═════ Records provided ═════
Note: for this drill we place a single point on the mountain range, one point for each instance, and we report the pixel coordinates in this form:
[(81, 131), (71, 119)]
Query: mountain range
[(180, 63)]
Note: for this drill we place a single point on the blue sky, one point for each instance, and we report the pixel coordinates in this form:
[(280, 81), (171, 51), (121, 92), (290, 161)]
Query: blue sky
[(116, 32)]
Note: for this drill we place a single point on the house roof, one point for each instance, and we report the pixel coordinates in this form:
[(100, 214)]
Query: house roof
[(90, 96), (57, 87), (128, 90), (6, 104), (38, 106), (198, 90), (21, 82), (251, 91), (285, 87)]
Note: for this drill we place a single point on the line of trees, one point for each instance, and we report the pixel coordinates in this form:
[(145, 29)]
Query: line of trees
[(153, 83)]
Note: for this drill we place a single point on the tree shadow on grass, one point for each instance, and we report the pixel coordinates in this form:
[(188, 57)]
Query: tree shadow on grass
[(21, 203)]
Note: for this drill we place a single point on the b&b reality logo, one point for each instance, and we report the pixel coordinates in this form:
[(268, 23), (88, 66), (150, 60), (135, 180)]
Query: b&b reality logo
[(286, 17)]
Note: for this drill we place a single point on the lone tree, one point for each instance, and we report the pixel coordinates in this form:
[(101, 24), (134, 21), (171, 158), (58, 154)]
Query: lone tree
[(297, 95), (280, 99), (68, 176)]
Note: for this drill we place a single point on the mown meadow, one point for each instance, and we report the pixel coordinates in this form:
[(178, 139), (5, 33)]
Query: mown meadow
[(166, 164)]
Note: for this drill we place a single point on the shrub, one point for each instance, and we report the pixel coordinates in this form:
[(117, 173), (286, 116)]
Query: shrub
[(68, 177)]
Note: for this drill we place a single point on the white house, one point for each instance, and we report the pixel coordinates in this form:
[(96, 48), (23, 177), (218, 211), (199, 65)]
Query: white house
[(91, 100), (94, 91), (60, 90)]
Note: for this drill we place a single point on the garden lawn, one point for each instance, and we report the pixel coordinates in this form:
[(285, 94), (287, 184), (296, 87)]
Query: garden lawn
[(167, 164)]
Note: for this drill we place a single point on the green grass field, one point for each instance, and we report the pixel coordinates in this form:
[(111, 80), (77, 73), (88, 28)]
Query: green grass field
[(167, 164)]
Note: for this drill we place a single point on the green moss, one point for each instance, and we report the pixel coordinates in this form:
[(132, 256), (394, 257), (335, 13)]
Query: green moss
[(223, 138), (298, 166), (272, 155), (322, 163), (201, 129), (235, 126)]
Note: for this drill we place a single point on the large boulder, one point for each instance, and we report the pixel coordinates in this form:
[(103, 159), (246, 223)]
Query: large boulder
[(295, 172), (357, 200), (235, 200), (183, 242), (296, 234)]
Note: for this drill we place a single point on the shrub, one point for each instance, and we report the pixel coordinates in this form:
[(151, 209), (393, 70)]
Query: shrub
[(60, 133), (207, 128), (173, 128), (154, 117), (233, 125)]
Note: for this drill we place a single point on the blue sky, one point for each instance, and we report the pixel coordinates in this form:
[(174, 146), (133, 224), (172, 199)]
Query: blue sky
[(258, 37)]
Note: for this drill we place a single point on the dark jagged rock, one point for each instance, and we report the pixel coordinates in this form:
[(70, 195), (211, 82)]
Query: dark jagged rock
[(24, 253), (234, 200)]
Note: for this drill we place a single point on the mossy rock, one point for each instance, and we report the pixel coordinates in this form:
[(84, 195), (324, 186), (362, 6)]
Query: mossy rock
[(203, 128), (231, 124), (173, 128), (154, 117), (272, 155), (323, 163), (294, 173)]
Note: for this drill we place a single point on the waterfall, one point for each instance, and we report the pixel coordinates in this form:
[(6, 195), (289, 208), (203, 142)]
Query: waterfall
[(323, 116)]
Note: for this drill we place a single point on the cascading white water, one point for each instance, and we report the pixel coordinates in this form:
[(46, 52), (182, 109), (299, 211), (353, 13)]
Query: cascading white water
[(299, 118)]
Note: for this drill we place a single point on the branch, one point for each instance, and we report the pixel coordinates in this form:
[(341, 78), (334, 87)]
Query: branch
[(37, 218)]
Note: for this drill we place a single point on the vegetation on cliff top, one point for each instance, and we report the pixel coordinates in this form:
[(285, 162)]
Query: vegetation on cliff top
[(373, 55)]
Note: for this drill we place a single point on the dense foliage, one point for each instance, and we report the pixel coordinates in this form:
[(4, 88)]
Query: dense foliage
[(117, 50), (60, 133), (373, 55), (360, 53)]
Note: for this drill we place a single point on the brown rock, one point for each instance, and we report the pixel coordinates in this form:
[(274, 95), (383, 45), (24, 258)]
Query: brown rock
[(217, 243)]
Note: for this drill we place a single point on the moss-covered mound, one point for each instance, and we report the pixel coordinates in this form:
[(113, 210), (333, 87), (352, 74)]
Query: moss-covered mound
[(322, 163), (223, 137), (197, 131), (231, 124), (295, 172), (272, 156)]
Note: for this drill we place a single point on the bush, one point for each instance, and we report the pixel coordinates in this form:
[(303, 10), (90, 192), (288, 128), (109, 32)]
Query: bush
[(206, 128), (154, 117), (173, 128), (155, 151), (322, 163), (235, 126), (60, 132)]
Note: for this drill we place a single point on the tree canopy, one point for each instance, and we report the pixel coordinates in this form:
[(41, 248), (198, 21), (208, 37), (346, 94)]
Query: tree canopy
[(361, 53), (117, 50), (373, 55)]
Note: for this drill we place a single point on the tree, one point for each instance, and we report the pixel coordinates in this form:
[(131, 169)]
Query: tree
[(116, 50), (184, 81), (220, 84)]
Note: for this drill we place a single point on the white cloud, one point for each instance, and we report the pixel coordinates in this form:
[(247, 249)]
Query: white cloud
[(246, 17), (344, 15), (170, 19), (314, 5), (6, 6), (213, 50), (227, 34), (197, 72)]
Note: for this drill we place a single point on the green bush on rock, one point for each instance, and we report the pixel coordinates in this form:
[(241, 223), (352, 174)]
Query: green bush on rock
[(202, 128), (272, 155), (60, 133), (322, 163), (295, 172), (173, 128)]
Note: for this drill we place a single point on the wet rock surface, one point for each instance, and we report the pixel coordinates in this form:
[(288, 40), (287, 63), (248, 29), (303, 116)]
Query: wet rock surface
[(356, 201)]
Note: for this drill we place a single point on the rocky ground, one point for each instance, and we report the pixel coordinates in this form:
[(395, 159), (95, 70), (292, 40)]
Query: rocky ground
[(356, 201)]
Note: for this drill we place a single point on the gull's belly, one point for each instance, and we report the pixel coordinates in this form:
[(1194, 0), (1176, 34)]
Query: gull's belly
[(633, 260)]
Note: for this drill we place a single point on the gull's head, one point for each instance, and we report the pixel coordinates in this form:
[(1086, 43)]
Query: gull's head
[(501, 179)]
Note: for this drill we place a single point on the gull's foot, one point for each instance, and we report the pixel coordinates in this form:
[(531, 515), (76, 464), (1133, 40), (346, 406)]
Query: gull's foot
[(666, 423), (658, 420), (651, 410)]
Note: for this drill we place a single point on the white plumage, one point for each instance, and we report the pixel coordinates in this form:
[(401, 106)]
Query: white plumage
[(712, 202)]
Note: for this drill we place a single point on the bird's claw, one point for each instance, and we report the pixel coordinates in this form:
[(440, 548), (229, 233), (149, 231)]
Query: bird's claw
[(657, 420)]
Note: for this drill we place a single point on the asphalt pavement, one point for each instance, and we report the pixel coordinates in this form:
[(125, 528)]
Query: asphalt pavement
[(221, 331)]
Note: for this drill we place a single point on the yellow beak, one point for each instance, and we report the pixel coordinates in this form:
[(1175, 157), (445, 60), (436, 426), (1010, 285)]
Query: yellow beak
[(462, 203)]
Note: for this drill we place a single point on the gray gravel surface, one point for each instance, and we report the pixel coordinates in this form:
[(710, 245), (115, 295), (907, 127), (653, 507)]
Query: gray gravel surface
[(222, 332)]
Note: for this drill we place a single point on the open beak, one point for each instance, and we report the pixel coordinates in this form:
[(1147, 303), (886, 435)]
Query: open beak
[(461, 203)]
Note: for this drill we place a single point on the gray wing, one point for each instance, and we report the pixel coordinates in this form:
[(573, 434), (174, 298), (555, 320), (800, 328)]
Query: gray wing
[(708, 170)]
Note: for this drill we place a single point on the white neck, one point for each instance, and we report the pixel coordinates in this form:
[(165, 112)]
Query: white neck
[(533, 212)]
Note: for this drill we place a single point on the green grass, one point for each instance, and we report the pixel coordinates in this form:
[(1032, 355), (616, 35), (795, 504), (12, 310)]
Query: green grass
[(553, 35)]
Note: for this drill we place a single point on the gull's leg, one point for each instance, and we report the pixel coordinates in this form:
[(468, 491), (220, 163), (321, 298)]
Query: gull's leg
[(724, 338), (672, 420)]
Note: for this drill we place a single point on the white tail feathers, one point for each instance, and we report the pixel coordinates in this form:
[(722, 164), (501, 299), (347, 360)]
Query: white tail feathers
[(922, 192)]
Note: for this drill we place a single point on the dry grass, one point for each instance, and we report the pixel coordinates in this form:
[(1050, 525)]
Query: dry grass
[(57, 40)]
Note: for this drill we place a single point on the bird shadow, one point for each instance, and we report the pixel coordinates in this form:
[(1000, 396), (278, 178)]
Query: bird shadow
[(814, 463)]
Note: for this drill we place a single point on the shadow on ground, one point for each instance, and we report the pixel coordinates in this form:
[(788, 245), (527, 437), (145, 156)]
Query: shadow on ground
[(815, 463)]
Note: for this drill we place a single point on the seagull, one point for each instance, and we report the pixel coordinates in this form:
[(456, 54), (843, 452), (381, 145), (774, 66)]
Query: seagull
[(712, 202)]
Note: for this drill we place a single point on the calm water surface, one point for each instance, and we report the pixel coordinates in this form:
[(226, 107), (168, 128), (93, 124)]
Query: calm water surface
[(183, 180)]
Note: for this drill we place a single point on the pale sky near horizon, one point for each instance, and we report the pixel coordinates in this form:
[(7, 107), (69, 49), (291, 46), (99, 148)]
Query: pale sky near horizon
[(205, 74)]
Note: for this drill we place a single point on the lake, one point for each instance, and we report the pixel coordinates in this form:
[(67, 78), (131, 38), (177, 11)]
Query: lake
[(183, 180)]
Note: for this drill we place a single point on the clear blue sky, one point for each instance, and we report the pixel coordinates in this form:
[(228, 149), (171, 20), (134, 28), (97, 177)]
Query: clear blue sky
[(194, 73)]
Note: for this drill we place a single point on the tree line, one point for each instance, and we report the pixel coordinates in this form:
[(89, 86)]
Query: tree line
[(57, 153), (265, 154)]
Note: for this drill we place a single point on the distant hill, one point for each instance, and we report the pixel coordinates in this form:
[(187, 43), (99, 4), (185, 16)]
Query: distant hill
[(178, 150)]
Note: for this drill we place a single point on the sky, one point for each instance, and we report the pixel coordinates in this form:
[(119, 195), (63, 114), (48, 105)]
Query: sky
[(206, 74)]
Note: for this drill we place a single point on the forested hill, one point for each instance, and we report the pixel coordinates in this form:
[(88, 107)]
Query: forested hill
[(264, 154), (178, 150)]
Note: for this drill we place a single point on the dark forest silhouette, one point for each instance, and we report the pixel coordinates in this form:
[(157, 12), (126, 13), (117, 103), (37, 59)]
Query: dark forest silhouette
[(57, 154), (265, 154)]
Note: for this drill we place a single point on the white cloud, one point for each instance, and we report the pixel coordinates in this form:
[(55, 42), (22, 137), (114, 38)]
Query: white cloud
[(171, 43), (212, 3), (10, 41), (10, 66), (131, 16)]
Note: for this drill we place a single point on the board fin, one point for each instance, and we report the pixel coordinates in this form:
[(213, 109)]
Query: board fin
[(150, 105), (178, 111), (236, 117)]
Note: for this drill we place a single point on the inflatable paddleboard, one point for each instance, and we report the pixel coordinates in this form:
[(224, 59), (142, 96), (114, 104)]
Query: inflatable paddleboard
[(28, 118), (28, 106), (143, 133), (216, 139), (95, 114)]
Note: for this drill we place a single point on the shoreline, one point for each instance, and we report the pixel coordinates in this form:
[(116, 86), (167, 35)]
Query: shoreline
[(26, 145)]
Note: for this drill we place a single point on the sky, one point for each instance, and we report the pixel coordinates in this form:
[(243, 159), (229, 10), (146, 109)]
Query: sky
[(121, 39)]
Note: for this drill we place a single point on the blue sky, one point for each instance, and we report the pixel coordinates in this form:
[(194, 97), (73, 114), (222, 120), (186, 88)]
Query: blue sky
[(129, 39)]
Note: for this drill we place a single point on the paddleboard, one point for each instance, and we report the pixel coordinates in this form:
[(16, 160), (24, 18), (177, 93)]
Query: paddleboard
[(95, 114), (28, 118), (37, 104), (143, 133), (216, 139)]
═════
— Directions —
Write out word for word only the lines from the one with "[(116, 86), (167, 35)]" to the end of the material, both ends included.

— Finished exercise —
[(116, 86), (167, 35)]
Query: shoreline
[(26, 145)]
Note: for this drill we place a single point on the sky, one point for each instance, and we report the pixel coordinates in this form:
[(243, 159), (229, 10), (146, 109)]
Query: sky
[(121, 39)]
Note: for this drill we place a single point on the blue sky, one point for each instance, and we report the pixel coordinates in this form:
[(194, 97), (73, 114), (222, 120), (186, 88)]
Query: blue sky
[(129, 39)]
Note: for this drill we place a single point on the paddleboard, one point for each instance, and we report the pixel coordinates in this form:
[(16, 160), (24, 18), (177, 93)]
Query: paddleboard
[(95, 114), (28, 118), (37, 104), (143, 133), (216, 139)]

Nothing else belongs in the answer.